***** Supplied text

NY Times columnist is very excited other people get paternalistic when they have daughters, too

Fathers hug their daughters from behind at a Purity Ball

Government mandated Purity Balls for everyone! Photo via TIME.

In an op-ed in this Sunday’s New York Times, Ross Douthat gets the boring columnist’s version of giddy about data that suggests having daughters might make people more conservative:

[There ought to be a word for] the pleasure that I took recently from the headline: “Study: Having daughters makes parents more likely to be Republican.”

Why pleasure? Well, because previous research on this question had suggested the reverse, with parents of daughters leaning left and parents of sons rightward. And those earlier findings dovetailed neatly with liberal talking points about politics and gender: Republicans make war on women, Democrats protect them, so it’s only natural that raising girls would make parents see the wisdom of liberalism …

But the new study undercuts those talking points. Things are more complicated than you thought, liberals! You can love your daughters, want the best for them, and find yourself drawn to … conservative ideas! Especially if you’re highly educated, which is where the effect was strongest! Better dust off a different set of talking points — maybe something about the family as the source of all oppression and how deeply internalized patriarchal norms make parents subconsciously inclined to tyrannize their female offspring and then we can argue about that!

Douthat then goes on to explain that more conservative politics will lead to more marriageable men.

Personally I support women’s rights cause I think we’re people and should have rights. I don’t think lefties want folks to have daughters so they’ll base their liberal politics on wanting to protect them, cause that’s called paternalism, which leads to patriarchal politics. Douthat makes a joke about how this study can now make room for that deeper conversation. Except that was always the conversation for thinking people, if not NY Times op-ed columnists. In fact, I critiqued “The Daughter Theory,” or “The Daughter Test” as it was called at the time when a group of pundit dudes had a circle-jerk discussed it before and Douthat made the same “argument” that having daughters teaches you to be conservative. In June of 2011. So I’m just going to recycle my point, too, except I’m not even gonna pretend to write something new cause why bother, YOLO:

Leave it to Ross Douthat (who sucks a lot) to really take the daughter test seriously, not just as an explanation for acceptance of policies but a basis for political views…

There’s a word that exists exactly for this: paternalism.

**********

▶ **Task directions**
Using the post about Ross Douthat's column, answer these:
1. In which newspaper did the op-ed appear?
2. According to the new study, among which parents was the effect strongest?
3. In what month and year did the writer first critique "The Daughter Test"?

***** Data supplied

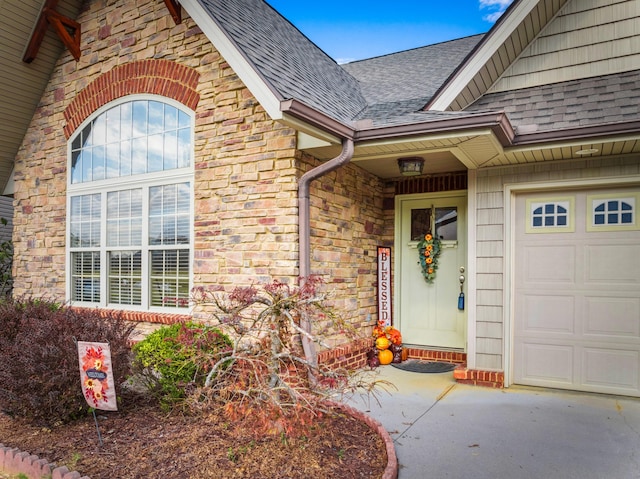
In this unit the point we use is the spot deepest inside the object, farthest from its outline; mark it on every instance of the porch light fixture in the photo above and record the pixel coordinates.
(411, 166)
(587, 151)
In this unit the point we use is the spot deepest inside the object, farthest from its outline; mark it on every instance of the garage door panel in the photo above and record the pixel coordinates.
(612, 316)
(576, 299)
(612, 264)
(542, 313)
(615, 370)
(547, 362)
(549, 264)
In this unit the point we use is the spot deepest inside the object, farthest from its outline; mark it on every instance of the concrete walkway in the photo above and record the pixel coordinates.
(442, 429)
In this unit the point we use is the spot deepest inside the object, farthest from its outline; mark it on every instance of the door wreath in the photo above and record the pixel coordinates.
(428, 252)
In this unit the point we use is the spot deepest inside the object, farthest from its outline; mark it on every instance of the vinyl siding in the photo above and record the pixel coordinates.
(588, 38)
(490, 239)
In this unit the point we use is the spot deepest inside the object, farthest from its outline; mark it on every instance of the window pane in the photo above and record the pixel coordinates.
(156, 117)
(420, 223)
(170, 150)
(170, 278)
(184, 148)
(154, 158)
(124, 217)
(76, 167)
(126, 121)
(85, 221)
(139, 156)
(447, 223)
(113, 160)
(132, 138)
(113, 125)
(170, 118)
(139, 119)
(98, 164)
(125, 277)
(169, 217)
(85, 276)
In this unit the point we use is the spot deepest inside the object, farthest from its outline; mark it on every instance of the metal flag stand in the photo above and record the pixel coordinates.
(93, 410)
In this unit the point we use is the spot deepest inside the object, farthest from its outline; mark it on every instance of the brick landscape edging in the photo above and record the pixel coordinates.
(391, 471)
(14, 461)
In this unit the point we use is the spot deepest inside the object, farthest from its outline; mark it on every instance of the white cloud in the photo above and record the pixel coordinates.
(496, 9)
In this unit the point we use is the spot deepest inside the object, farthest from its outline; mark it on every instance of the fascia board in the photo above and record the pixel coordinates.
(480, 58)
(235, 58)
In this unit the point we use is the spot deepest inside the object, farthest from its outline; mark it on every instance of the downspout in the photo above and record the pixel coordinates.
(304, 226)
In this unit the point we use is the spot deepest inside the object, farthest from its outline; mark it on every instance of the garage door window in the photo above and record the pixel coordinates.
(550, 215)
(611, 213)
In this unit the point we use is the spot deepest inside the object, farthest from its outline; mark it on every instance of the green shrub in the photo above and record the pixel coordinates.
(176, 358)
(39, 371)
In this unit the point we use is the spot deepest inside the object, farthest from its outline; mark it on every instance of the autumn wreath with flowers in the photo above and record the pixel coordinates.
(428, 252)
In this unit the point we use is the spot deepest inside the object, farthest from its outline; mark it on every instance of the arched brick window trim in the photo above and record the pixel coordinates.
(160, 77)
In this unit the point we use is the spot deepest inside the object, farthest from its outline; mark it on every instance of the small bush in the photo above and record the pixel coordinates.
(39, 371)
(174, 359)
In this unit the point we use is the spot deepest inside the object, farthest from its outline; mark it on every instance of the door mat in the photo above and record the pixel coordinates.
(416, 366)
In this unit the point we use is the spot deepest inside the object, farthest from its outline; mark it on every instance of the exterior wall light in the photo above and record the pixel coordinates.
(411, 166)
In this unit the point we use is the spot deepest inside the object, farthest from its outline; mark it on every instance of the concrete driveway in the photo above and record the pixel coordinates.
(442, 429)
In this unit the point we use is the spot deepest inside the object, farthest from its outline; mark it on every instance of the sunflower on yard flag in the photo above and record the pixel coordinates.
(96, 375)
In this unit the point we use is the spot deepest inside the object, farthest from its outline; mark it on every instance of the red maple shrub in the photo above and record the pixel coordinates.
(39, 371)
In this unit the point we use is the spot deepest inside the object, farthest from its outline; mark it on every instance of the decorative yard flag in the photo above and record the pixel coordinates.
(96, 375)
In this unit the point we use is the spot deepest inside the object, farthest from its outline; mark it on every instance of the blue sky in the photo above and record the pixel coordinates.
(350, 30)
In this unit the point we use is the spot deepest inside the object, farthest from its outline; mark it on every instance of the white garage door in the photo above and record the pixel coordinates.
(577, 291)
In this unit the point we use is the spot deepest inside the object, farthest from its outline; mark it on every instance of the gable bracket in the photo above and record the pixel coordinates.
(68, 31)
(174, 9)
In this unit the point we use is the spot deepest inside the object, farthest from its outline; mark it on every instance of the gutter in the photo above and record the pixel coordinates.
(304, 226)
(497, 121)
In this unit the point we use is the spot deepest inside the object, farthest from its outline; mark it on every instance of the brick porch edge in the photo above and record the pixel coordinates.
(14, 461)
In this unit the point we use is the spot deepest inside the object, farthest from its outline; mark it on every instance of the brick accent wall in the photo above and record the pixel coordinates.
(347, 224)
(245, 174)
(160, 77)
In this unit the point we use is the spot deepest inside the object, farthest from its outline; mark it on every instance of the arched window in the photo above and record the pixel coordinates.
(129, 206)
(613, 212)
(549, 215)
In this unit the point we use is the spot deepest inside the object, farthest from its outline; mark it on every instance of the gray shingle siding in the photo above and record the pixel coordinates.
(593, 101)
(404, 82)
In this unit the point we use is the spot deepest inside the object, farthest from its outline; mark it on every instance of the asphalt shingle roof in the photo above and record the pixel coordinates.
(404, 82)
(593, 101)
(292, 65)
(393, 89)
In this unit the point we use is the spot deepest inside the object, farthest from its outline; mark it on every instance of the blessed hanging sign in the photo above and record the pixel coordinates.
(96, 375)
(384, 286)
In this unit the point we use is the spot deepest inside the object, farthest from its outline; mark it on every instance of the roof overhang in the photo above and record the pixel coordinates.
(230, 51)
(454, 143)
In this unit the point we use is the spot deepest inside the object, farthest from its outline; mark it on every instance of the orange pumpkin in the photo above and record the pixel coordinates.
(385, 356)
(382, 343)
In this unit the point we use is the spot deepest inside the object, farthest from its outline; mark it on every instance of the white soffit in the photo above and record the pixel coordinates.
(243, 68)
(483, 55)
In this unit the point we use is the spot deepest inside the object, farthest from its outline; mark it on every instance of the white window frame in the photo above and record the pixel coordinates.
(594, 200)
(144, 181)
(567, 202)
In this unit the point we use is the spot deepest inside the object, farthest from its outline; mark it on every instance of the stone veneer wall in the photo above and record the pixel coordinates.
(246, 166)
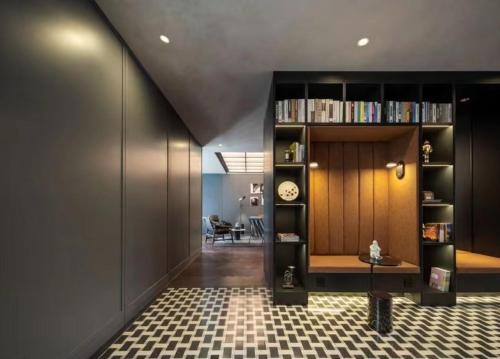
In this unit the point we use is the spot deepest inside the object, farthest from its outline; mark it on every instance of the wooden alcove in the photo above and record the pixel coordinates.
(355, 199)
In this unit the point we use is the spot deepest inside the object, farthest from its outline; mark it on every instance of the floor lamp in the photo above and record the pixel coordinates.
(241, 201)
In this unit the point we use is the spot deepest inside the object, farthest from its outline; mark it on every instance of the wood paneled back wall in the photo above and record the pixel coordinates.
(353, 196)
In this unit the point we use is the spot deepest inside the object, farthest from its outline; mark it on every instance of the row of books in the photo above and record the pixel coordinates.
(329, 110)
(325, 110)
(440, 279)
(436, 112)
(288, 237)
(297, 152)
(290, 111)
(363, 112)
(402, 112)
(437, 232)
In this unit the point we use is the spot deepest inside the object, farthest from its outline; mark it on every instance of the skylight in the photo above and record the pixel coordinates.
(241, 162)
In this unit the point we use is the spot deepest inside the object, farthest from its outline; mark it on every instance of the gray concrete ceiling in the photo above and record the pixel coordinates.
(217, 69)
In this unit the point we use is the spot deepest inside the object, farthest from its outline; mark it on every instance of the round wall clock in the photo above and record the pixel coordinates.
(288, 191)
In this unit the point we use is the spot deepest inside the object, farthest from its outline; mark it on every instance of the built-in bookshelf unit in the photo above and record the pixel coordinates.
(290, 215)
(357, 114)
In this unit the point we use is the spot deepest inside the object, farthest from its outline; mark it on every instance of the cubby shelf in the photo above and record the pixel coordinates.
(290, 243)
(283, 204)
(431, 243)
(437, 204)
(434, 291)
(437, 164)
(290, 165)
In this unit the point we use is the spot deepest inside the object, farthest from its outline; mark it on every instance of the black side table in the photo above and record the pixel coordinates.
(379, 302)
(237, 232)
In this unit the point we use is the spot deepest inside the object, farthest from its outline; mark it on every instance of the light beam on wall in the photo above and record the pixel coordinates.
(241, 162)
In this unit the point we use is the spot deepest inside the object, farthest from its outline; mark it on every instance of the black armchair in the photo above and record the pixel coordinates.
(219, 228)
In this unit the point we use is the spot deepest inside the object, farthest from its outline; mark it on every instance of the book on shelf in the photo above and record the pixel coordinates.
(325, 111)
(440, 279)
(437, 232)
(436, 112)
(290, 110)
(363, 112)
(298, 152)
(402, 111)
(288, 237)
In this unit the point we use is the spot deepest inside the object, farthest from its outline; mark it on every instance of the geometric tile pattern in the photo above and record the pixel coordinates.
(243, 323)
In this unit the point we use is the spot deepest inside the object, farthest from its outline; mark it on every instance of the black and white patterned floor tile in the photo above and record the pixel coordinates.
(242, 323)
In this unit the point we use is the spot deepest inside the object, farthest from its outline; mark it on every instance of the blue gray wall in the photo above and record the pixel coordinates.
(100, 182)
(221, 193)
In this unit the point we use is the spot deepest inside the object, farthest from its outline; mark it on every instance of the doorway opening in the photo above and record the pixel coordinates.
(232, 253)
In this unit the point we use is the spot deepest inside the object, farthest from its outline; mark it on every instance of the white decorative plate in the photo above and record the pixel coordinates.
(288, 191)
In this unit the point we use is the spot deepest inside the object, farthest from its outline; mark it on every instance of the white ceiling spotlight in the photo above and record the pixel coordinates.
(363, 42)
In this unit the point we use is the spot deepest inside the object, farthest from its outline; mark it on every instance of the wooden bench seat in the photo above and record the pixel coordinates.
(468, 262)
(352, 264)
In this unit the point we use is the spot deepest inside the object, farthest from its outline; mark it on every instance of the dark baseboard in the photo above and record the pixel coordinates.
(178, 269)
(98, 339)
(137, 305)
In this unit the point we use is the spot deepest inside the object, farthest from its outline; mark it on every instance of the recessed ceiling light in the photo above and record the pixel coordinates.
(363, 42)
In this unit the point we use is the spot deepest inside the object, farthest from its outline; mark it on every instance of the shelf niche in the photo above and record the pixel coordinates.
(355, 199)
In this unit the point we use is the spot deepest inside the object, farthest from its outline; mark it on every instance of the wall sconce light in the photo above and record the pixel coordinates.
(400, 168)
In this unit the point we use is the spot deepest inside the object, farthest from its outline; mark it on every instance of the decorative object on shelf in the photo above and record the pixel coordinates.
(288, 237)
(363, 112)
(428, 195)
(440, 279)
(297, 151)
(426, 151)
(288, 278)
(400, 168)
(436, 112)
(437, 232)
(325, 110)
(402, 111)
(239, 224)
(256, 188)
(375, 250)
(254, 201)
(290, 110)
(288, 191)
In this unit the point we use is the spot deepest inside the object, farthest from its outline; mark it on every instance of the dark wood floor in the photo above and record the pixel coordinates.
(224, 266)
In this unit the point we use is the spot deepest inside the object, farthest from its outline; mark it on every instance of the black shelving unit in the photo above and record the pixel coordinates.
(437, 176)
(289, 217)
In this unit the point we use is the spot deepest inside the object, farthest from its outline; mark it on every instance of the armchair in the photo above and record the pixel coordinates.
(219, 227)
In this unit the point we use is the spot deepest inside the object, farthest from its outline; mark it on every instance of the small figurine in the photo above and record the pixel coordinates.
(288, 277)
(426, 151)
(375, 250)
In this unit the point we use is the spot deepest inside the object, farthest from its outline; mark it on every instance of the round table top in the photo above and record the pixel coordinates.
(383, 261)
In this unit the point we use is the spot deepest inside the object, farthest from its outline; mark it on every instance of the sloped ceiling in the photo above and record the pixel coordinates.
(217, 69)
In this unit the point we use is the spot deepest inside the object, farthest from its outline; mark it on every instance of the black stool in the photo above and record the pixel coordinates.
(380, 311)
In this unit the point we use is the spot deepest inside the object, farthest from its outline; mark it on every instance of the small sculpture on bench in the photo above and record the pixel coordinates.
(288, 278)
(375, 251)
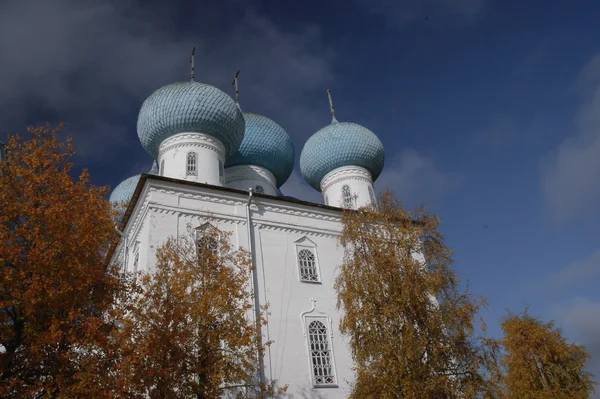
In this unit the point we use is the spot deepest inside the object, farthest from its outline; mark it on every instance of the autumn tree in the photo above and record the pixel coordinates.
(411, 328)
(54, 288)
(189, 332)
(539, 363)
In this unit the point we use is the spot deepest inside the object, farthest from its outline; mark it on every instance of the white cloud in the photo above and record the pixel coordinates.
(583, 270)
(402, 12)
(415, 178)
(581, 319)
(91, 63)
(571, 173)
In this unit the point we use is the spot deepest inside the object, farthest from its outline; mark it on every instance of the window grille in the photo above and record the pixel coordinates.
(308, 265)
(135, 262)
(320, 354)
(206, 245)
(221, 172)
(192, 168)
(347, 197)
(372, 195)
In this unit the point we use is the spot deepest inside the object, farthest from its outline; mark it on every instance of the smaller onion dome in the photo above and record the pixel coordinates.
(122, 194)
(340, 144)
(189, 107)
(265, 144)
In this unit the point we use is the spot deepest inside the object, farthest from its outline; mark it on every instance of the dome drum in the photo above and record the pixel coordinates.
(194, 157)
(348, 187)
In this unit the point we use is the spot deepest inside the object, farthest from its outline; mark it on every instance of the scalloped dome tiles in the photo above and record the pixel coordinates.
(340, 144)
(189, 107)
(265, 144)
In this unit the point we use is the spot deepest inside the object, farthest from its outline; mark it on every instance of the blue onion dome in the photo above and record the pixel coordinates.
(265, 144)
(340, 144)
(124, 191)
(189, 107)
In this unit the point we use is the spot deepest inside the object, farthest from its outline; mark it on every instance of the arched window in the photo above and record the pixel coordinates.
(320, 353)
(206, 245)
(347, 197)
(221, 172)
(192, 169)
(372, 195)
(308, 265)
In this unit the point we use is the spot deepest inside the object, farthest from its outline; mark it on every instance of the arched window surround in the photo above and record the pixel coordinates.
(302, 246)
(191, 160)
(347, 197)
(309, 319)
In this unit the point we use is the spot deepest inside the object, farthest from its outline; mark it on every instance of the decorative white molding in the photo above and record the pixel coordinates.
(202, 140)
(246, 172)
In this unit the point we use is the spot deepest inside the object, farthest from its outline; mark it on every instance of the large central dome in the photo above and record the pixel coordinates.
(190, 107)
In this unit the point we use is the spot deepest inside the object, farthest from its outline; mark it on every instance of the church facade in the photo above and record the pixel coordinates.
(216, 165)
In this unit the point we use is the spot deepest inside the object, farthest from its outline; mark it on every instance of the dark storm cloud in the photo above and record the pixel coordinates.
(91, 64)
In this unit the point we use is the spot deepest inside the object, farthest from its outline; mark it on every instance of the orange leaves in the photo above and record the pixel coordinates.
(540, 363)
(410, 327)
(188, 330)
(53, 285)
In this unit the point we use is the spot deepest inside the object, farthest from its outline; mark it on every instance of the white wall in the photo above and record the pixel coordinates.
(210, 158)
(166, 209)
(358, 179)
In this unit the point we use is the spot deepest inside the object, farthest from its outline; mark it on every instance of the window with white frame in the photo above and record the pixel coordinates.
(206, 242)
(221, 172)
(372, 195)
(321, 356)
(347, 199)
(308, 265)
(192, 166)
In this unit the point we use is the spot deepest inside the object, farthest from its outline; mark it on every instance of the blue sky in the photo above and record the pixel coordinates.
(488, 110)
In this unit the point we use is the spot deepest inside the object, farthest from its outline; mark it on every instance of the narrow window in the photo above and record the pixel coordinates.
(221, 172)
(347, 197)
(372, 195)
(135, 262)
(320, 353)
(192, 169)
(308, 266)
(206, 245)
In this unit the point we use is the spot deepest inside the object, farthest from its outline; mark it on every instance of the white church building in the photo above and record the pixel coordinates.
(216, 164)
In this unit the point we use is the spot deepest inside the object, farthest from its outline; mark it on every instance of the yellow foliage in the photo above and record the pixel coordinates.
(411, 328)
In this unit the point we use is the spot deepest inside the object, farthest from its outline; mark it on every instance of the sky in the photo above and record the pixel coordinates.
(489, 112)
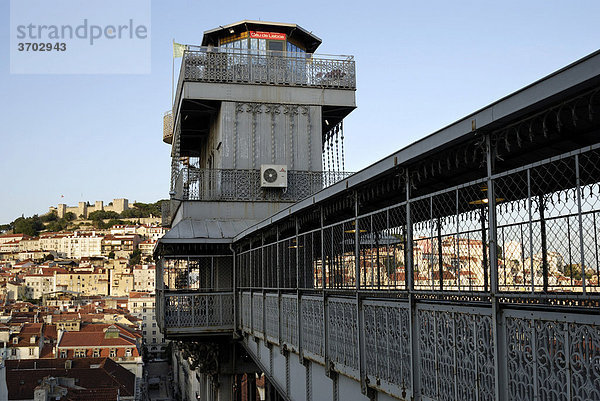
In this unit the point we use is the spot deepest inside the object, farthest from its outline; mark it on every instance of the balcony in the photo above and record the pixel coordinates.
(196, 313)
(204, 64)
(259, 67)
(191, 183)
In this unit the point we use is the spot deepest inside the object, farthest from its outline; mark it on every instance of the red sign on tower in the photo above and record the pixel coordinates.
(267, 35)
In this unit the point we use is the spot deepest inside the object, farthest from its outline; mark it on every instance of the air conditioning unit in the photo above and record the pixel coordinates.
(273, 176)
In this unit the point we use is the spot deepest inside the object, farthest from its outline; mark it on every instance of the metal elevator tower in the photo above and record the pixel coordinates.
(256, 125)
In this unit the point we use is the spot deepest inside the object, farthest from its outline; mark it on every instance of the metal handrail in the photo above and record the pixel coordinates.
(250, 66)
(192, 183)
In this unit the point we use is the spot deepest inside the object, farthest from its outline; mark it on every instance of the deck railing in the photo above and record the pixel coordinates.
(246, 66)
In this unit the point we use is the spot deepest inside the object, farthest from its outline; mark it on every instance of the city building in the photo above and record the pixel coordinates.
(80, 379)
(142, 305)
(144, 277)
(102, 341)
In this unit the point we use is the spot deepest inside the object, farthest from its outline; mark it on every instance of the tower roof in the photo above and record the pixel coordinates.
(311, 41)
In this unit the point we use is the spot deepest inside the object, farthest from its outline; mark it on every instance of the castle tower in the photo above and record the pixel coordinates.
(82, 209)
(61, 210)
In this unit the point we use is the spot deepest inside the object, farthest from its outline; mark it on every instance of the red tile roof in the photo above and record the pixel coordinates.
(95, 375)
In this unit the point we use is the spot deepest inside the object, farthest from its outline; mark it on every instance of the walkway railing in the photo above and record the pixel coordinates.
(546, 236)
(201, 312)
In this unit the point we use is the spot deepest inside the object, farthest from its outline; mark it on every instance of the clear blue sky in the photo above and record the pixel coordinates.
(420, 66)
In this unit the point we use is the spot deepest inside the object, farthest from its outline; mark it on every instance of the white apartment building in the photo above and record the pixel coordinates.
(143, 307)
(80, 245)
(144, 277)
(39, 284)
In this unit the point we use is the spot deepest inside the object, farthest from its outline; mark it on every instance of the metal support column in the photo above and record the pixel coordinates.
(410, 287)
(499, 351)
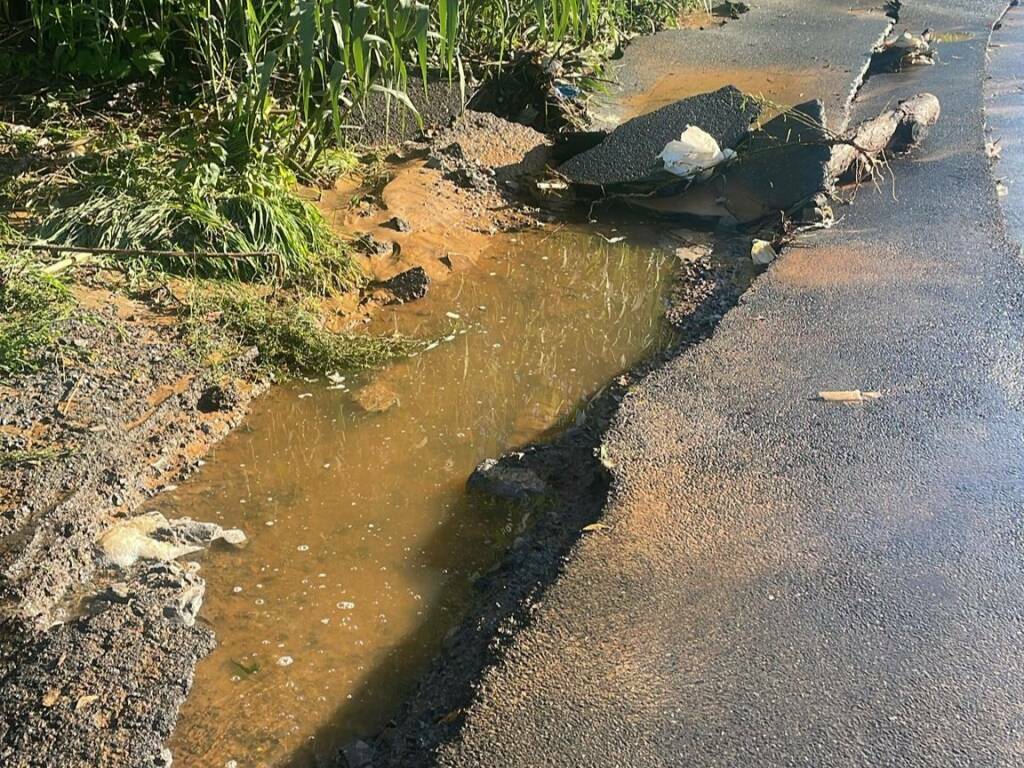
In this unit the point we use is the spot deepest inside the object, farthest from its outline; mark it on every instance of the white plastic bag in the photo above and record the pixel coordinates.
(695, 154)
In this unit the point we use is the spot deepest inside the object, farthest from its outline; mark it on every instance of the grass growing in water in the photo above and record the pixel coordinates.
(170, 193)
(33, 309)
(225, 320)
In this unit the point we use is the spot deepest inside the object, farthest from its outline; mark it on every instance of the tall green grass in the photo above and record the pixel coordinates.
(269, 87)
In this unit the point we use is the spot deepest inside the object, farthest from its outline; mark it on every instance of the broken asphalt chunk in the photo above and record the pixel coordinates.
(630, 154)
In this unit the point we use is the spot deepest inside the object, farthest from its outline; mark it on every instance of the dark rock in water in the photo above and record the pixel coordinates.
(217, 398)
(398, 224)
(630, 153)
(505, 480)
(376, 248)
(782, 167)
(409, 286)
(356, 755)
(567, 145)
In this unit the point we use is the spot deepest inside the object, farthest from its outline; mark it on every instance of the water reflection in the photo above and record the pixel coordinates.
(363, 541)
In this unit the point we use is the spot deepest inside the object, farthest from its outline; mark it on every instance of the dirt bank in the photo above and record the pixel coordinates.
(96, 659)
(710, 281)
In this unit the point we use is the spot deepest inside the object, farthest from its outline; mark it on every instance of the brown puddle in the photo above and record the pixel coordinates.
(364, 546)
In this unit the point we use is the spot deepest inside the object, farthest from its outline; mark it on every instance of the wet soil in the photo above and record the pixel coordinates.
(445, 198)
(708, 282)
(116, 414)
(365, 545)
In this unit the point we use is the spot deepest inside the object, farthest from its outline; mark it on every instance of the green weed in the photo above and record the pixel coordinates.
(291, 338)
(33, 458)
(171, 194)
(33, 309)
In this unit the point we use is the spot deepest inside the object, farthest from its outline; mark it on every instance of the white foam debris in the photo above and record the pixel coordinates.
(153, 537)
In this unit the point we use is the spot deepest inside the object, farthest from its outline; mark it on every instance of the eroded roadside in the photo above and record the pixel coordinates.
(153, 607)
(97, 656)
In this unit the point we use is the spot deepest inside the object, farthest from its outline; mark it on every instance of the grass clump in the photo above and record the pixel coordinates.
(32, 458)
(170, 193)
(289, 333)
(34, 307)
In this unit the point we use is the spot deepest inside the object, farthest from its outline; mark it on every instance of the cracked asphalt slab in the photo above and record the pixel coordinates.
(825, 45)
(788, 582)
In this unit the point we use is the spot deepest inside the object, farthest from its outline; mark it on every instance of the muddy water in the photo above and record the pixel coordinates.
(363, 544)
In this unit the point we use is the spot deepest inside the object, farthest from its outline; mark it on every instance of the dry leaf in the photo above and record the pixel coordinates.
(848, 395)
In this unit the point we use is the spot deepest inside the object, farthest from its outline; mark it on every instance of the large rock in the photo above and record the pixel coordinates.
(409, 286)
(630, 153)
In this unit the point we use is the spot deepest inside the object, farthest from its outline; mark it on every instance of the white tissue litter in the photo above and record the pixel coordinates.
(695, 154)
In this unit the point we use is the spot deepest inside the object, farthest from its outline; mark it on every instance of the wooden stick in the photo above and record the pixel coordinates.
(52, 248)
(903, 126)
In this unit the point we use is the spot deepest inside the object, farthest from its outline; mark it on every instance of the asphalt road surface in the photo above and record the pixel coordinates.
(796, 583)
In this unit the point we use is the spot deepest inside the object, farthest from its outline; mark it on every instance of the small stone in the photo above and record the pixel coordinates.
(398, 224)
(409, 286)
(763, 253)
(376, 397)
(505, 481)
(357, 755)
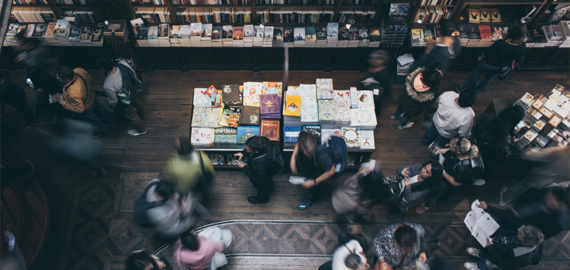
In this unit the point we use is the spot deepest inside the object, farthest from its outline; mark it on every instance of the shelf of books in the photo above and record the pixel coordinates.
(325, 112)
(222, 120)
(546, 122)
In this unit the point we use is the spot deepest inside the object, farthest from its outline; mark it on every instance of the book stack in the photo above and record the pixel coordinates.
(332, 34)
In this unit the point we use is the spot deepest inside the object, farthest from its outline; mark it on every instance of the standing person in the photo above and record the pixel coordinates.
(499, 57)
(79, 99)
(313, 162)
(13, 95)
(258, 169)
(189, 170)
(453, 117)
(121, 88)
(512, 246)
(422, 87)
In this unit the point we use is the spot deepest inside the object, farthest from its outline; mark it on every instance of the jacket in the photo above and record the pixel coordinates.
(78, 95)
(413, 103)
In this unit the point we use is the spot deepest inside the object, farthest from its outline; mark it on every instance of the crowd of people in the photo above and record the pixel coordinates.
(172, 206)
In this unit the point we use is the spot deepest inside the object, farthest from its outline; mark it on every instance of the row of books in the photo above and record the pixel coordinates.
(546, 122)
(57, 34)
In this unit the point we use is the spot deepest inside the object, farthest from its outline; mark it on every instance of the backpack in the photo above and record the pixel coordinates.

**********

▶ **Task answer**
1. The New York Times
2. Highly educated parents
3. June 2011